++++ Material to process ++++

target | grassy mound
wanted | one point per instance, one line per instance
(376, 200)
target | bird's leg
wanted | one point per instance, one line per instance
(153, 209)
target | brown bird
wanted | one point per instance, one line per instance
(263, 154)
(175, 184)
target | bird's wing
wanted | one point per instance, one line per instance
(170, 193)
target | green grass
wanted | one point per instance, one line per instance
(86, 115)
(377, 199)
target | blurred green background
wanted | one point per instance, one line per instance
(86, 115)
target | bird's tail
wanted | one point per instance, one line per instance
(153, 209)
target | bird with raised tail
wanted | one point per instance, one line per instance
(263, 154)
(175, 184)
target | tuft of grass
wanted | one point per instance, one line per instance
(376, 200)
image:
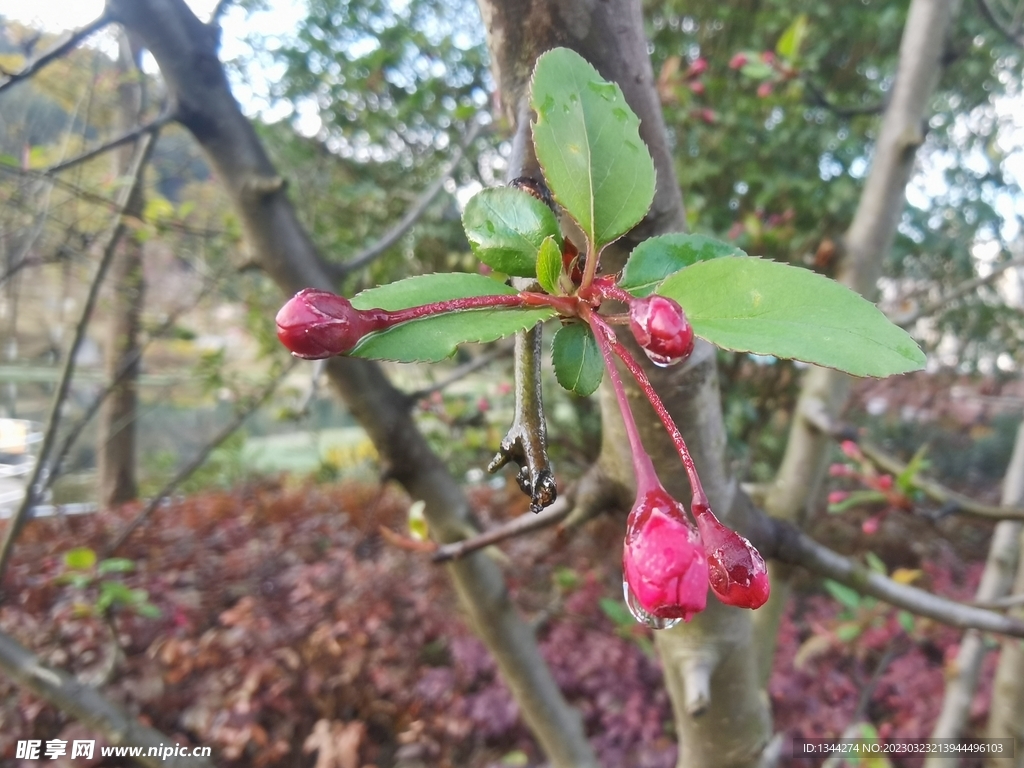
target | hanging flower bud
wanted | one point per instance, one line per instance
(660, 329)
(735, 569)
(664, 564)
(316, 324)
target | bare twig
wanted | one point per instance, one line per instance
(199, 460)
(951, 501)
(796, 548)
(1013, 33)
(76, 37)
(53, 421)
(125, 138)
(88, 706)
(968, 287)
(413, 215)
(515, 527)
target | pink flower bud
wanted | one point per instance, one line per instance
(735, 569)
(664, 563)
(315, 324)
(660, 329)
(838, 497)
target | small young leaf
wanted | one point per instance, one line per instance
(656, 258)
(80, 558)
(756, 305)
(847, 596)
(506, 227)
(432, 339)
(549, 265)
(579, 366)
(589, 145)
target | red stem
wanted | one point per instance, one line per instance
(642, 465)
(699, 503)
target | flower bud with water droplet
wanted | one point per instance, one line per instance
(316, 324)
(664, 564)
(660, 328)
(735, 569)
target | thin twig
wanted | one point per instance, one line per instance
(199, 460)
(515, 527)
(1013, 33)
(115, 233)
(413, 215)
(76, 37)
(796, 548)
(968, 287)
(151, 127)
(951, 501)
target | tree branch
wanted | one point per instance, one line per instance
(151, 127)
(965, 288)
(796, 548)
(58, 50)
(88, 706)
(1012, 33)
(115, 233)
(199, 460)
(414, 214)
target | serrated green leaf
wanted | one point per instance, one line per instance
(793, 39)
(845, 595)
(432, 339)
(588, 143)
(549, 265)
(80, 558)
(755, 305)
(506, 227)
(579, 366)
(656, 258)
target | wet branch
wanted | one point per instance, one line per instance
(60, 49)
(199, 460)
(526, 441)
(114, 236)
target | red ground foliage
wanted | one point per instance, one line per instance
(290, 626)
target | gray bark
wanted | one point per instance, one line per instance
(995, 583)
(185, 50)
(865, 244)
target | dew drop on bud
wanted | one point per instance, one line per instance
(647, 620)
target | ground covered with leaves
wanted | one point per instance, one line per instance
(292, 633)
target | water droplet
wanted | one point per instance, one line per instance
(642, 615)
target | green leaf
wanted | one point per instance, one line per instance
(656, 258)
(506, 227)
(579, 366)
(432, 339)
(756, 305)
(549, 265)
(588, 142)
(80, 558)
(793, 39)
(845, 595)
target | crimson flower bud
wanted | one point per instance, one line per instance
(736, 571)
(664, 564)
(316, 324)
(660, 328)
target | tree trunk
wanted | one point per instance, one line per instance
(116, 440)
(185, 51)
(722, 717)
(865, 245)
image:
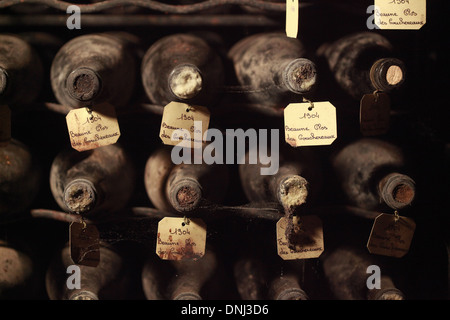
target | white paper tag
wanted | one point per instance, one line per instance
(400, 14)
(310, 125)
(181, 239)
(291, 18)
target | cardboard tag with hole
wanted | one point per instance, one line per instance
(93, 128)
(391, 235)
(84, 244)
(306, 239)
(181, 239)
(310, 124)
(184, 125)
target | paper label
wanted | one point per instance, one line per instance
(391, 235)
(5, 123)
(374, 114)
(90, 129)
(181, 239)
(305, 125)
(306, 241)
(291, 18)
(400, 14)
(84, 244)
(179, 125)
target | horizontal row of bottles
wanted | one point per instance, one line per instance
(270, 68)
(372, 174)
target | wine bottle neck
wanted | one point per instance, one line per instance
(184, 194)
(185, 81)
(397, 190)
(80, 196)
(292, 191)
(387, 74)
(83, 295)
(83, 84)
(299, 75)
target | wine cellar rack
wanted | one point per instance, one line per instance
(237, 227)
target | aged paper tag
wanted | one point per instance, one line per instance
(90, 129)
(310, 125)
(5, 123)
(84, 244)
(306, 242)
(374, 114)
(391, 235)
(400, 14)
(291, 18)
(184, 125)
(181, 239)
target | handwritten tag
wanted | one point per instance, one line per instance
(374, 114)
(90, 129)
(391, 235)
(400, 14)
(291, 18)
(181, 239)
(84, 244)
(5, 123)
(180, 125)
(307, 125)
(306, 241)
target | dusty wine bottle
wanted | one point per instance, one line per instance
(297, 181)
(20, 177)
(369, 173)
(182, 67)
(346, 269)
(17, 276)
(273, 68)
(183, 187)
(107, 281)
(92, 183)
(21, 71)
(364, 62)
(191, 276)
(255, 281)
(94, 68)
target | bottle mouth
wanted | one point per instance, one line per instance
(185, 195)
(84, 295)
(188, 296)
(185, 81)
(397, 190)
(292, 294)
(83, 84)
(80, 196)
(3, 81)
(293, 191)
(387, 294)
(387, 74)
(300, 75)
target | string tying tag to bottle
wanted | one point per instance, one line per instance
(84, 242)
(374, 114)
(391, 235)
(5, 124)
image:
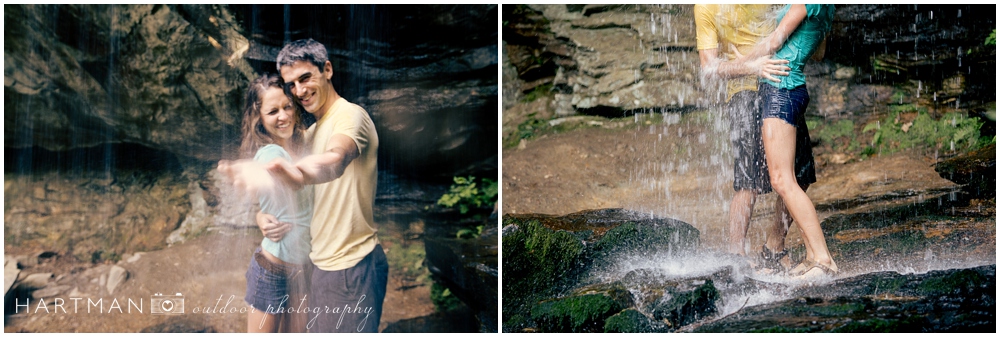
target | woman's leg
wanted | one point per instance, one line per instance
(779, 150)
(259, 321)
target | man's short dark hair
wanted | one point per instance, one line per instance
(307, 50)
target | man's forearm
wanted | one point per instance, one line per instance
(322, 168)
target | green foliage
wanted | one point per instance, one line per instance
(526, 130)
(469, 233)
(952, 132)
(466, 194)
(539, 91)
(405, 257)
(576, 313)
(443, 299)
(840, 135)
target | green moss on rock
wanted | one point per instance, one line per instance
(685, 305)
(648, 237)
(537, 262)
(630, 321)
(577, 313)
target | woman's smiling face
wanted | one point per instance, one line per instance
(277, 114)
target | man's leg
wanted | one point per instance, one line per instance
(749, 171)
(740, 211)
(350, 300)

++++

» **Exercise instructions**
Among the lines of the material above, find those with the word "woman". Copy each one.

» **Answer space**
target | woman's leg
target | woman's smiling face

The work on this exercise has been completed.